== TEXT TO READ ==

Quantopian's community platform is shutting down. Please read this post for more information and download your code.
Back to Community
Trading with K-Means and LASSO Regression

my first trading algo

This strategy dynamically chooses the top performing stocks (by Sharpe ratio) of each cluster, then uses an L1 regularization term (LASSO) to penalize the portfolio weights and achieve an all-long portfolio, with quarterly rebalancing, or at least, that's the goal here

I added as many comments in the source code as possible to help elucidate, step-by-step, how the code operates. Below are some notes I took after messing with it for a bit:

  • More clusters results in lower beta (expected that)
  • Shifting market entry point by 17 days from month's start to try and coincide with the release of earnings reports resulted in -300% returns (unexpected, will have to test further to evaluate the best entry point)
  • Cluster size of 30 seemed to provide the best risk/return tradeoff
  • Kept penalization parameter at 2 for all tests
  • This algo would not survive the 2008-2009 financial crisis

Feedback and criticism are heavily encouraged and appreciated!! Particularly how to go about reducing the risk factors associated with this strategy

6 responses

The algorithm invests mostly on stocks with symbol starts with "A" or "B", there may be some error in the coding.

===
== EXTRACTED MATERIAL ==

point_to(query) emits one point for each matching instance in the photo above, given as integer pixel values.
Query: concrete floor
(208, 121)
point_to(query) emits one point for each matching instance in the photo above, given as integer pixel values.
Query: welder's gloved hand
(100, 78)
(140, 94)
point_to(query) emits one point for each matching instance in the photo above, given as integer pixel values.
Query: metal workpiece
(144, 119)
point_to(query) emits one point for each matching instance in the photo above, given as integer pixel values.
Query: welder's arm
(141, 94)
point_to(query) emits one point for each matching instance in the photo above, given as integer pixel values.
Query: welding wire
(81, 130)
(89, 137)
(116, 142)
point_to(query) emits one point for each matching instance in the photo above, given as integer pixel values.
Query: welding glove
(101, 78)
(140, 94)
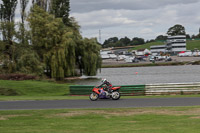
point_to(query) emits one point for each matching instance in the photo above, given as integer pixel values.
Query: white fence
(173, 88)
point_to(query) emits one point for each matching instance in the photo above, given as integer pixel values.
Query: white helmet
(103, 80)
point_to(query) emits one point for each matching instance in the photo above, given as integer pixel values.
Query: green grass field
(34, 88)
(133, 120)
(43, 90)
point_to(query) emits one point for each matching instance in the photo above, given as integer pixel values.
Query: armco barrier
(125, 90)
(173, 89)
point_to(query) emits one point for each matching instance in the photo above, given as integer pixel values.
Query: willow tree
(53, 42)
(61, 8)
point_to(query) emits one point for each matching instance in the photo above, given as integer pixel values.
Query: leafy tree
(22, 38)
(53, 42)
(61, 8)
(176, 30)
(7, 29)
(91, 58)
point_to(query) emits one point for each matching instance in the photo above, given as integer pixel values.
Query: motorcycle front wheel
(115, 95)
(94, 96)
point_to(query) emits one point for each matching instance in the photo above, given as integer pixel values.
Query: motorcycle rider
(107, 85)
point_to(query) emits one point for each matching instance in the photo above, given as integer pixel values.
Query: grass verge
(128, 120)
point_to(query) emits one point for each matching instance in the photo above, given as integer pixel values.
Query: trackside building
(174, 45)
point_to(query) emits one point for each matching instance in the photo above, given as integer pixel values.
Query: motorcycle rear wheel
(94, 96)
(115, 95)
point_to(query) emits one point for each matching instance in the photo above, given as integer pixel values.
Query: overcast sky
(135, 18)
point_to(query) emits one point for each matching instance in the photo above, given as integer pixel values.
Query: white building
(174, 44)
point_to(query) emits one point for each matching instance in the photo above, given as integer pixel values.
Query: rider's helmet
(103, 80)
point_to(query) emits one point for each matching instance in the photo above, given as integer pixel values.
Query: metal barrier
(149, 89)
(125, 90)
(173, 89)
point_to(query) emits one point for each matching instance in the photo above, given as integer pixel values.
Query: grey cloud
(91, 5)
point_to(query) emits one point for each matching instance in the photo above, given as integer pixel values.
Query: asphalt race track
(102, 103)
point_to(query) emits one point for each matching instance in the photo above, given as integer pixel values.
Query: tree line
(172, 31)
(46, 41)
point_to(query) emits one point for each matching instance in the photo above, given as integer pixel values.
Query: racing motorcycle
(100, 93)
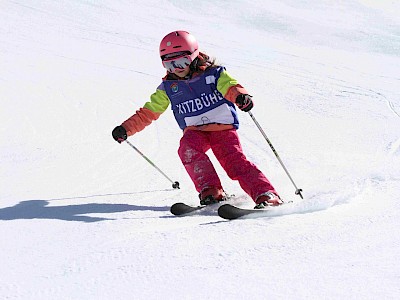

===

● **REQUIREMENTS**:
**A)** In the trading algorithm post, what cluster size seemed to give the best risk/return tradeoff?
**B)** Update the trading algorithm post from "I added as many" up to and including "best entry point)", changing "comments" to "annotations".

● **SET OF ANSWERS**:
**A)** A cluster size of 30.

**B)**
I added as many annotations in the source code as possible to help elucidate, step-by-step, how the code operates. Below are some notes I took after messing with it for a bit:

  • More clusters results in lower beta (expected that)
  • Shifting market entry point by 17 days from month's start to try and coincide with the release of earnings reports resulted in -300% returns (unexpected, will have to test further to evaluate the best entry point)